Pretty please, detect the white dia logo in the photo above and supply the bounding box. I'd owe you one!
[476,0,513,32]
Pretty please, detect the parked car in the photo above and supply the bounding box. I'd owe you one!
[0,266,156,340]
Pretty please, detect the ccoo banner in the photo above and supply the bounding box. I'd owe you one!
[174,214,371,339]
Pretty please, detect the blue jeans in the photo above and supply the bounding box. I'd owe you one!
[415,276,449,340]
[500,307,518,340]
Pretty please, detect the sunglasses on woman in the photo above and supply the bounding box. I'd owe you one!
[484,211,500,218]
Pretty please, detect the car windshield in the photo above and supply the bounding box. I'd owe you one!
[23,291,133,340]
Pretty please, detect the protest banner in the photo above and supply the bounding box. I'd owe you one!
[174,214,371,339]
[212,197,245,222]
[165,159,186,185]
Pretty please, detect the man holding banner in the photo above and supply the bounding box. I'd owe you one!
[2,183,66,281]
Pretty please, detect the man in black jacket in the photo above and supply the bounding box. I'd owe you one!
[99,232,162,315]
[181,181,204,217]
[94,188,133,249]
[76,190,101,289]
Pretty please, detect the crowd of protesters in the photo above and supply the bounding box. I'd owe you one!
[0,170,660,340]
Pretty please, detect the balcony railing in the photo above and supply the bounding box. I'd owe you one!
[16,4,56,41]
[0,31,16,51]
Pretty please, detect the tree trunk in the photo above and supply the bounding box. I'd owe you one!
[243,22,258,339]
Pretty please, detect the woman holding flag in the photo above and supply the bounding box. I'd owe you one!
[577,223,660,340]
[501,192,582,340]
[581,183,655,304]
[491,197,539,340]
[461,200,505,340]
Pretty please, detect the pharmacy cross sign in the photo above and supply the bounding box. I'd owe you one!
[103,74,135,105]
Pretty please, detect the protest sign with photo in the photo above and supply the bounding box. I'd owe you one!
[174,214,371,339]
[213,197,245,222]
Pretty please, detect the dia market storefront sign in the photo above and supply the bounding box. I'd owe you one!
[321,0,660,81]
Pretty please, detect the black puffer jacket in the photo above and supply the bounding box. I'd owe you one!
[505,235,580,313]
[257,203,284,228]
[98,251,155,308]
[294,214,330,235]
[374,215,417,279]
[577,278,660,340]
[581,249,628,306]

──────────

> _Problem requirements_:
Recast the part of the entries above that opens with the line containing "Pretty please, detect the balcony" and closes with the line containing "[321,0,660,81]" as a Markdown table with two columns, Row and Line. Number each line in order and leave out any blank lines.

> _Full solution_:
| Row | Line |
|---|---|
| 1 | Pretty please, detect the balcony railing in the photo above and supply the bounding box. I'd owe you one! |
| 2 | [16,4,56,41] |
| 3 | [0,31,16,51] |
| 4 | Pretty please, detect the tree trunk in the photo above and supply the bounding box. I'd owe you one! |
| 5 | [243,22,258,339] |
| 6 | Pretty please, detect the woman holding flag in the photo above and supply the bounding box. I'd owe you one! |
| 7 | [577,223,660,340] |
| 8 | [501,192,582,340] |
| 9 | [581,183,655,304] |
| 10 | [491,197,539,340] |
| 11 | [461,200,505,340] |
| 12 | Pretty please, detect the pharmacy cross sign in the photo above and supply the bounding box. I'd owe you one! |
| 13 | [103,74,135,105] |
| 14 | Pretty please, detect the protest sign with photo in the photo above and supply the bounding box. I'd owe you one! |
| 15 | [174,214,371,339] |
| 16 | [213,197,245,222] |
| 17 | Pretty please, detect the dia market storefront sign in the photo above and supply the bounding box. I'd owe you one! |
| 18 | [321,0,660,81] |